◆ **Supplied text**:
* start *

To my mind the most disturbing point in all this is not that the Planning Commission’s forecast of a year ago turned out to be so wrong - It is in the elite company of the Finance Ministry, EAC, World Bank, IMF and numerous international and domestic private forecasters. The more important point is that too many influential people in India and abroad seem to believe that attaining an average growth rate of 9-10% over ten years is as easy as ticking of policy suggestions on a power point presentation. The history of economic growth conclusively demonstrates the falsity of this assumption. Having had the good fortune to study growth, one was in a position to oppose the adoption of unreasonably high growth targets (above 8.5%) in both the 10th and 11th plans and to delicately warn in 2008-9 (Economic Survey) that the key issue for India was not how to raise economic growth from the existing 8-8.5% to 9-10% (on which analysts, businessmen, government and media seemed to be virtually unanimous), but how to sustain 8 to 8.5% over the next two decades to become an upper middle income country.[i]
There have been scores of countries that have grown at very fast rates of GDP growth of over 8.5%% (GDP) for a few years but only a limited number that have sustained this average for a decade. I call these “shooting stars” and ‘sprinters’ respectively. For the entire set of countries the correlation between average decadal growth rate in the 1990s and the 2000s is negative, having come down from a mildly positive 0.13 in earlier decades. This means that in general growing fast in one decade does not guarantee a country equal success in the next decade. Worst in the last two decades it has paradoxically proved to be a handicap.

* end *

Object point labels

* start *

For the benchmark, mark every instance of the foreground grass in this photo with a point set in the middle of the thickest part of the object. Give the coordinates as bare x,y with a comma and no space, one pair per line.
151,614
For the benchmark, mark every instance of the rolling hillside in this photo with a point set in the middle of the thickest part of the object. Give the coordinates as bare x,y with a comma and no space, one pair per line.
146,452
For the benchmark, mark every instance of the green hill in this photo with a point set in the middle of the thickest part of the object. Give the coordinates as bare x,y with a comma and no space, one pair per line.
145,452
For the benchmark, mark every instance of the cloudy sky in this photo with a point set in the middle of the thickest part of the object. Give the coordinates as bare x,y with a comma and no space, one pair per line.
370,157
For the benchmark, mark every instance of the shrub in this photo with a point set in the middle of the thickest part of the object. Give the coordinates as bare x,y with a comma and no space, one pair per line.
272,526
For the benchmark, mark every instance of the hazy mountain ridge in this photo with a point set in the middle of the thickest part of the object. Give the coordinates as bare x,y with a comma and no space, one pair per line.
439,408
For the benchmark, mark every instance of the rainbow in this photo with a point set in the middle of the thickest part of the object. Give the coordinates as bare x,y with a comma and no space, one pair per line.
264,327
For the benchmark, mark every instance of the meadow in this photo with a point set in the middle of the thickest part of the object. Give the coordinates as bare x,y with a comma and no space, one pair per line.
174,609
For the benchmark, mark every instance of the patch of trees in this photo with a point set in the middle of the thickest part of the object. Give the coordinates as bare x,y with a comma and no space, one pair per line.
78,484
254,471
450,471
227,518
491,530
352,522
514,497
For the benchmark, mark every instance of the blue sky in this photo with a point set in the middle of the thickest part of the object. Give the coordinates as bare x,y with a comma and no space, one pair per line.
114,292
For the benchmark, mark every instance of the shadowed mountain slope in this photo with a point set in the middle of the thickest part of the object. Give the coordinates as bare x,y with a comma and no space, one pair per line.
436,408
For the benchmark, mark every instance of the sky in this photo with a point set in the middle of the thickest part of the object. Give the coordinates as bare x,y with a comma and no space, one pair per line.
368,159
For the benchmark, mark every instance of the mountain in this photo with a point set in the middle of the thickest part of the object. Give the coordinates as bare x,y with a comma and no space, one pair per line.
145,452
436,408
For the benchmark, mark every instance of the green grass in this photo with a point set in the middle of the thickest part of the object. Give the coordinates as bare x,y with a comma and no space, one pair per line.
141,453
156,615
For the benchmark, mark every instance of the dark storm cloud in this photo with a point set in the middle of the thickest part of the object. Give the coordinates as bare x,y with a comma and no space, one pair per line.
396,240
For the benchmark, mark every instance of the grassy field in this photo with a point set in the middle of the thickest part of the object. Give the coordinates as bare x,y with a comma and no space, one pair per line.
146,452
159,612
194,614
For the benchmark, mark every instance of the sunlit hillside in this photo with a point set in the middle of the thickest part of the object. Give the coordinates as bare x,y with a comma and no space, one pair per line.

* end *

◆ **Exercise tasks**:
a) In the text on India's economic growth, the Planning Commission's wrong forecast is said to be in elite company. List everyone named in that company.
b) According to the text on India's economic growth, what name is given to countries that have sustained average GDP growth above 8.5% for a decade?

◆ **Written answers**:
a)
- Finance Ministry
- EAC
- World Bank
- IMF
- numerous international and domestic private forecasters

b) Sprinters.